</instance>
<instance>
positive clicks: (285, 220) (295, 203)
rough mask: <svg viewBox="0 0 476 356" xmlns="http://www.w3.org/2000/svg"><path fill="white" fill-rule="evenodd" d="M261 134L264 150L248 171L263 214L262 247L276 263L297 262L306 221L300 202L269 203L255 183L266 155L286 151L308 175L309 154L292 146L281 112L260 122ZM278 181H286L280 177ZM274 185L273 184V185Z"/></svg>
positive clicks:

§ DIRECTIONS: Nothing but the line with "rough mask: <svg" and the lines after it, through the end of the material, should appear in the output, word for word.

§ WRITTEN ANSWER:
rough mask: <svg viewBox="0 0 476 356" xmlns="http://www.w3.org/2000/svg"><path fill="white" fill-rule="evenodd" d="M261 134L264 150L248 171L263 214L262 247L276 263L297 262L306 221L300 202L269 203L255 183L266 155L286 151L308 175L309 154L292 146L281 112L260 122ZM278 181H286L280 177ZM274 185L273 184V185Z"/></svg>
positive clicks:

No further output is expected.